AIM OF THE EXERCISE: Rewrite the records below, swapping each occurrence of "sample output" for "reference output" and keeping every other character the same.

--- ENTRIES ---

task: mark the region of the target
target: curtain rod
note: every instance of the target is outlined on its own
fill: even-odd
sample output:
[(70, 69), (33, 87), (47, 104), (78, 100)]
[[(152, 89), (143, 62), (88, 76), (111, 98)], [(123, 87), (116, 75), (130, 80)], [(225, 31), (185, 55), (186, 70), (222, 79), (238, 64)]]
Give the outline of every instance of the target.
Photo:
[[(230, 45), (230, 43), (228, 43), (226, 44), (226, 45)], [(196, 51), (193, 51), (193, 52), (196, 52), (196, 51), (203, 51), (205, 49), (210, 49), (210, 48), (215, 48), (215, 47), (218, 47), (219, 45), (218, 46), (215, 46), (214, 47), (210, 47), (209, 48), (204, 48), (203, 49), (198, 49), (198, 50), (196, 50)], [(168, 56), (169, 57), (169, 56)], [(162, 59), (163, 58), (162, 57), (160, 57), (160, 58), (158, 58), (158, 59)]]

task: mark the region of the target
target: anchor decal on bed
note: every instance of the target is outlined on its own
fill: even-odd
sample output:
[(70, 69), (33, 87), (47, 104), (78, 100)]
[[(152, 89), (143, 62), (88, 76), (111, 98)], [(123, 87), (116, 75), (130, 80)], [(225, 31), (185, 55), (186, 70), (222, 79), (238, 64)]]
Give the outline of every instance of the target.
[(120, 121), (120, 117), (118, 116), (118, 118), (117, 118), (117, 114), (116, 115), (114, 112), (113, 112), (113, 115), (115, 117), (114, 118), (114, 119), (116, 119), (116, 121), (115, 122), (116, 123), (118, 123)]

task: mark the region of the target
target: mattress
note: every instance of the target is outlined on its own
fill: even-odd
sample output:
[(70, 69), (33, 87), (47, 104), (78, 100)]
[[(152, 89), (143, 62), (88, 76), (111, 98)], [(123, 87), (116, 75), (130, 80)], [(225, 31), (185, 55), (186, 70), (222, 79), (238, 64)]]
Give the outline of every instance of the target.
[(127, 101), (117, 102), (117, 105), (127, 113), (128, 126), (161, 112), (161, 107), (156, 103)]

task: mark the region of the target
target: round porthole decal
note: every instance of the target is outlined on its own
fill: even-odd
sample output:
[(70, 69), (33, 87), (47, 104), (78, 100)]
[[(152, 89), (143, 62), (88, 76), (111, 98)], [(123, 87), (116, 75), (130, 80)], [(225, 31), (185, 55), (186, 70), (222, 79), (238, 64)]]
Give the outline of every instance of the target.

---

OUTPUT OF THE EXERCISE:
task: mark the region of the target
target: curtain rod
note: every instance of the target is outlined on its own
fill: even-odd
reference output:
[(70, 69), (33, 87), (47, 104), (78, 100)]
[[(152, 89), (143, 62), (88, 76), (111, 98)], [(123, 87), (116, 75), (130, 80)], [(225, 31), (185, 55), (186, 70), (222, 79), (238, 64)]]
Give the outline of every instance of the target.
Photo:
[[(230, 45), (230, 43), (228, 43), (226, 44), (226, 45)], [(196, 51), (193, 51), (193, 52), (196, 52), (196, 51), (203, 51), (205, 49), (210, 49), (210, 48), (215, 48), (215, 47), (218, 47), (219, 45), (218, 46), (215, 46), (214, 47), (210, 47), (209, 48), (204, 48), (203, 49), (198, 49), (198, 50), (196, 50)], [(168, 56), (169, 57), (169, 56)], [(162, 59), (163, 58), (162, 57), (160, 57), (160, 58), (158, 58), (158, 59)]]

task: mark the region of the target
target: anchor decal on bed
note: every instance of the target is outlined on its own
fill: even-odd
reference output:
[(70, 69), (33, 87), (47, 104), (78, 100)]
[[(152, 89), (143, 62), (88, 76), (111, 98)], [(123, 87), (116, 75), (130, 80)], [(225, 31), (185, 55), (186, 70), (222, 79), (238, 64)]]
Give the outline of every instance of the target.
[(120, 121), (120, 117), (118, 116), (118, 118), (117, 118), (117, 114), (116, 115), (114, 112), (113, 112), (113, 115), (115, 117), (114, 118), (114, 119), (116, 119), (116, 121), (115, 122), (116, 123), (118, 123)]

task: mark the region of the target
target: mattress
note: every instance of the target is outlined on its own
fill: even-odd
reference output:
[(70, 69), (33, 87), (47, 104), (78, 100)]
[[(152, 89), (143, 62), (88, 76), (111, 98)], [(123, 87), (116, 75), (130, 80)], [(225, 31), (185, 55), (186, 70), (222, 79), (238, 64)]]
Give the outline of every instance of the target.
[(127, 101), (117, 102), (117, 105), (127, 113), (128, 126), (161, 112), (161, 107), (156, 103)]

task: mark the region of the target
target: round porthole decal
note: every instance of the target is outlined on its own
fill: even-odd
reference output:
[(70, 69), (33, 87), (47, 104), (78, 100)]
[[(152, 89), (143, 62), (88, 76), (111, 98)], [(123, 87), (116, 75), (130, 80)], [(225, 31), (185, 55), (186, 70), (222, 79), (238, 64)]]
Give the outline of every instance of the target.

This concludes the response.